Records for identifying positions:
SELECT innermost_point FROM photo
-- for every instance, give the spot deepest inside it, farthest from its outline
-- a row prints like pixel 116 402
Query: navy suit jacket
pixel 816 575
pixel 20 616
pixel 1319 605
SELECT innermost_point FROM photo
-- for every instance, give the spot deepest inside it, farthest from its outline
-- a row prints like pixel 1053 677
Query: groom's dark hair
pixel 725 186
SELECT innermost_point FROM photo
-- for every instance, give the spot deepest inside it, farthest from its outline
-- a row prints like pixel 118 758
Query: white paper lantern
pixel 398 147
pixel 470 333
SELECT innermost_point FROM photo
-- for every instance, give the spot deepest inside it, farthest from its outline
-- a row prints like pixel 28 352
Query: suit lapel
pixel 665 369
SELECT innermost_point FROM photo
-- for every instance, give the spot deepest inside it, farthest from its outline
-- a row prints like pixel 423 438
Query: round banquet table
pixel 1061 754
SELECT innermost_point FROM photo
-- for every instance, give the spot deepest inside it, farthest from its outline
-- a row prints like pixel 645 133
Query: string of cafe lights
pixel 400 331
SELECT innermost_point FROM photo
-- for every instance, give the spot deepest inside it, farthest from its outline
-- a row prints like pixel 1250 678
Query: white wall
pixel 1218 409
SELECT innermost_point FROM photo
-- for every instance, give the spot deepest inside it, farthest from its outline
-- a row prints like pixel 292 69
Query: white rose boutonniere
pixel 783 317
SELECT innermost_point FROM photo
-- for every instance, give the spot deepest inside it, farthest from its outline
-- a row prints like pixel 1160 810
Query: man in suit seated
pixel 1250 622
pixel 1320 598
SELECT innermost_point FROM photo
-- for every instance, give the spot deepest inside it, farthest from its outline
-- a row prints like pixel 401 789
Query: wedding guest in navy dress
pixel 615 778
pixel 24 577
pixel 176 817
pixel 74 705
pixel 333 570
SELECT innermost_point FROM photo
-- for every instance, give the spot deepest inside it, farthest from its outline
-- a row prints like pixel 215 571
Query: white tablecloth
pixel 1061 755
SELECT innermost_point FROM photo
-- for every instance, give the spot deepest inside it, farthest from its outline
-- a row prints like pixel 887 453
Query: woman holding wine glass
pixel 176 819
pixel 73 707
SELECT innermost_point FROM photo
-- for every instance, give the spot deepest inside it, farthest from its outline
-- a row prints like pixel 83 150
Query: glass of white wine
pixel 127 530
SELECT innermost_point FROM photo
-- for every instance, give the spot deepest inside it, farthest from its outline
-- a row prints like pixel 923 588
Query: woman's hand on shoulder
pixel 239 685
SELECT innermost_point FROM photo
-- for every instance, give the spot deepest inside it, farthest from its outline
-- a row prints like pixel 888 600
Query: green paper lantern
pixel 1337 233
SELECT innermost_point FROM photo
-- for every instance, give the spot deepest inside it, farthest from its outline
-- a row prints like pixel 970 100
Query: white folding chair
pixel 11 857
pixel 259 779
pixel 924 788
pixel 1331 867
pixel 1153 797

Task to carry out – Output the entries from the start through the line containing "pixel 1061 755" as a two-column CSV headed entry_text and answer, with one row per entry. Put each entry's text and its answer in their own quoted fields, turning line breaks into spaces.

Solution to this exercise –
entry_text,answer
"SELECT innermost_point FROM photo -- for every instance, give the spot deepest inside it, farthest from its outline -- a row prints like pixel 116 402 Query: navy suit jacket","pixel 816 575 pixel 20 616 pixel 1319 605"
"SELECT innermost_point FROM photo -- for every instance, give the spot deepest inside it, farthest from its outline -- a row prints like pixel 1053 677 Query: groom's dark hair","pixel 725 186"
"SELECT innermost_point FROM photo -- for every instance, give the spot deepest inside it, farthest from its outline -- a row prints like pixel 118 758 Query: white paper lantern","pixel 398 147 pixel 470 333"
"SELECT innermost_point FROM photo -- for every instance, give the spot deepest inside it, farthest from its outline -- a row prints like pixel 28 352 Query: suit lapel","pixel 665 369"
"SELECT innermost_point FROM photo -- for every instance, give the spot deepest inside it, farthest from its outline -- a row prints like pixel 423 438 Query: round banquet table","pixel 1061 754"
"SELECT innermost_point FROM photo -- for every instance, give the spot deepest inside it, farthest from its outline -- a row prints like pixel 645 133 Query: string of cafe lights","pixel 400 331"
"SELECT innermost_point FROM photo -- for every instance, give the spot deepest inside it, farthest from its outline -- a row prints like pixel 1250 678 Query: white wall","pixel 1218 409"
"SELECT innermost_point FROM photo -- for every instance, give the spot deepest inside it, farthest from its outline -- a row prints like pixel 292 69 Query: white rose boutonniere","pixel 783 317"
"SELECT innermost_point FROM photo -- for every instance, give the spot deepest inside it, farthest from its outline -- a row prints like pixel 1160 810 Query: man in suit seated","pixel 1250 622 pixel 1320 598"
"SELECT innermost_point FROM photo -- for every instance, give the spot deepest inside it, farthest from its outline -- a row prints like pixel 401 789 Query: wedding guest in navy dress","pixel 615 778 pixel 24 577 pixel 176 817 pixel 74 705 pixel 333 570"
"SELECT innermost_point FROM photo -- for every instance, give the spot deepest inside it, farthest from its outline -- a row prints like pixel 215 571 Query: white tablecloth","pixel 1061 755"